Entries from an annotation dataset
## start
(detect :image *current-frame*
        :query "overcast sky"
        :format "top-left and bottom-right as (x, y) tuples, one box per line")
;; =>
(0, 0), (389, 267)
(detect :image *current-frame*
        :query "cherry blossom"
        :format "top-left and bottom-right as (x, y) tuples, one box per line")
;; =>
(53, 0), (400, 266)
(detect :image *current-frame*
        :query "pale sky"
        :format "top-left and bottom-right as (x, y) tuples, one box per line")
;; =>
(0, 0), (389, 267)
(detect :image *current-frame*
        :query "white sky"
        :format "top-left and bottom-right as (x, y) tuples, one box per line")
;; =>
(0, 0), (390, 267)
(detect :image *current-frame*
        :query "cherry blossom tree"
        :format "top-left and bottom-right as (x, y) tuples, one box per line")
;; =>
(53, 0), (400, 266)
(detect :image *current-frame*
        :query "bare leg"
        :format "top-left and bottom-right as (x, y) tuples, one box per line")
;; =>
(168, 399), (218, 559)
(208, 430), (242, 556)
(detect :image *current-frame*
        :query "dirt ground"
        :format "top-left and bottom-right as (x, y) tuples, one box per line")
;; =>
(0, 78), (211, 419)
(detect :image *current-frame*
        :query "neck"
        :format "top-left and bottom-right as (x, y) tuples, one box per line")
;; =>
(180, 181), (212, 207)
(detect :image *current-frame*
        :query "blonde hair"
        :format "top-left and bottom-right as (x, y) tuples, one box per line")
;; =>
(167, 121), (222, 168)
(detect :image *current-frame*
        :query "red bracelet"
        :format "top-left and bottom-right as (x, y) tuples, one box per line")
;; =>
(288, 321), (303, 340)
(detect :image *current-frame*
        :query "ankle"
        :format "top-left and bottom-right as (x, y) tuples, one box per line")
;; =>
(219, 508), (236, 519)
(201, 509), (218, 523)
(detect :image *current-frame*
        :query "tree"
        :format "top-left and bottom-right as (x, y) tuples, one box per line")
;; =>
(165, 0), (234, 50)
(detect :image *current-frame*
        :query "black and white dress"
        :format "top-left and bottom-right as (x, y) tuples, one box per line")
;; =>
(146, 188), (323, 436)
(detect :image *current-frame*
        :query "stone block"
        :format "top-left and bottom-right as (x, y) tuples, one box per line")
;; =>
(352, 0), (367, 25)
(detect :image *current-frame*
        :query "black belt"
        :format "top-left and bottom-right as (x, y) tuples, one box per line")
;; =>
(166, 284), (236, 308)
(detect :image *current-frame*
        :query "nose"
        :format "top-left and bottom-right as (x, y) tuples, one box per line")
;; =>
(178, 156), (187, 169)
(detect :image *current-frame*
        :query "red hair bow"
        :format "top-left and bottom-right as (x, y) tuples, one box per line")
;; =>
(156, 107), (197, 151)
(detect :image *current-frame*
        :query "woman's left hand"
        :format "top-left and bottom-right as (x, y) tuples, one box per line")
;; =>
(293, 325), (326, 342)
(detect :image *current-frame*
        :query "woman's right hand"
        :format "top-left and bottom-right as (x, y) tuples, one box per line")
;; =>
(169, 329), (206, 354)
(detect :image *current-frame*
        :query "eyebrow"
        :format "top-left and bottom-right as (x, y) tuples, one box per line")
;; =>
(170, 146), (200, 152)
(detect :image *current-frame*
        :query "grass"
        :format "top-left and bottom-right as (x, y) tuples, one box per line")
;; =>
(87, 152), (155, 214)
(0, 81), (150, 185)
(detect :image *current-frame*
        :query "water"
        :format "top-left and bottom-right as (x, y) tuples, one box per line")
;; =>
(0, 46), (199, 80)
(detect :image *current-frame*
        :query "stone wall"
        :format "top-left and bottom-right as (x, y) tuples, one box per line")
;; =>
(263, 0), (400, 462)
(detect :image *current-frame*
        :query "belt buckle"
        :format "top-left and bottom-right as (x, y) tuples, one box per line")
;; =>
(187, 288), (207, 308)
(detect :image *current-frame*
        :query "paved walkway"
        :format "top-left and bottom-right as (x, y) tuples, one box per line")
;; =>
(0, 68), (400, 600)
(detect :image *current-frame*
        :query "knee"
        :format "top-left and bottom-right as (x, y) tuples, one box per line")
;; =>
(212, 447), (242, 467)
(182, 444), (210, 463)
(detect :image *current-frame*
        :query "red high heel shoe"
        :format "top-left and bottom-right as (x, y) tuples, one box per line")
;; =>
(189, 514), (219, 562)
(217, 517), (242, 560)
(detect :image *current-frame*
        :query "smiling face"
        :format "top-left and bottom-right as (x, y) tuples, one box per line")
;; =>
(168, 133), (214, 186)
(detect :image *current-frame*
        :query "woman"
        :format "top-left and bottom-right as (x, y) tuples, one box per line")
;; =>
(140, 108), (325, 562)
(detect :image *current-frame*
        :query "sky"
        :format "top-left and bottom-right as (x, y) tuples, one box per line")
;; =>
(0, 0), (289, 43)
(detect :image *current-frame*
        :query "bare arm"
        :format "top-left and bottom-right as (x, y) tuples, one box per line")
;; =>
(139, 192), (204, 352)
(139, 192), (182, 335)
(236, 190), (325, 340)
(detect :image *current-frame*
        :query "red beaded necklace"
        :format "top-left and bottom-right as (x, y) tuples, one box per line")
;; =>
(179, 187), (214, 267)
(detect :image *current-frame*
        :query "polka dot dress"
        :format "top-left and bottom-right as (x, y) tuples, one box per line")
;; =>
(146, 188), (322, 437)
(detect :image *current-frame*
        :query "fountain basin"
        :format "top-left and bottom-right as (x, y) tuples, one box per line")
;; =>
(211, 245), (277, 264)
## end
Select every line of the data above that contains the string "hand", treating uppercase and lowercase as different.

**Finished exercise:**
        :query "woman's left hand"
        :query "woman's right hand"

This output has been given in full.